**Records to process:**
Segment Open
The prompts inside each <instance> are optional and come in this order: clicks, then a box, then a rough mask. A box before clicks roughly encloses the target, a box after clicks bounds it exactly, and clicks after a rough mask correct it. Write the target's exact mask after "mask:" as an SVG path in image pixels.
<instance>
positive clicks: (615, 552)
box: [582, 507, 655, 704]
Segment Closed
Segment Open
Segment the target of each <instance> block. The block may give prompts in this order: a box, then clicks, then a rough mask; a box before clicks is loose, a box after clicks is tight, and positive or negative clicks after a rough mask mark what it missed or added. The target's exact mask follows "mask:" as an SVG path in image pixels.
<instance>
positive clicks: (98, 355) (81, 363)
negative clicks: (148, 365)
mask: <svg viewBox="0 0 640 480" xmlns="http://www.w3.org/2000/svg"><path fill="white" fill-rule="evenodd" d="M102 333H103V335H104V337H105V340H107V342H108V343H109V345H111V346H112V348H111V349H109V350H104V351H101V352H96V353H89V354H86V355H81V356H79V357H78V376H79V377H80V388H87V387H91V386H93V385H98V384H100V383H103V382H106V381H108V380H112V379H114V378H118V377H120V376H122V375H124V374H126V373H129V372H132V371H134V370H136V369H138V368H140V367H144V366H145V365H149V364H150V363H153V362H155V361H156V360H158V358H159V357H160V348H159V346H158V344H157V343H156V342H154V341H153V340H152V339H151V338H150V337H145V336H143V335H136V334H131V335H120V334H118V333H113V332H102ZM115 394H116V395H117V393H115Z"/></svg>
Segment Closed
**What is expected:** Extract the entries from the line containing "The prompts inside" through the line containing "box: [582, 507, 655, 704]", reproducing each line verbatim.

**Output for this exercise:**
The prompts inside each <instance> are optional and come in this order: clicks, then a box, then a rough mask. A box before clicks roughly encloses the target, a box after clicks bounds it exactly, and clicks after a rough mask correct it. Write the target's exact mask after "mask:" as an SVG path in image pixels.
<instance>
positive clicks: (615, 552)
box: [582, 507, 655, 704]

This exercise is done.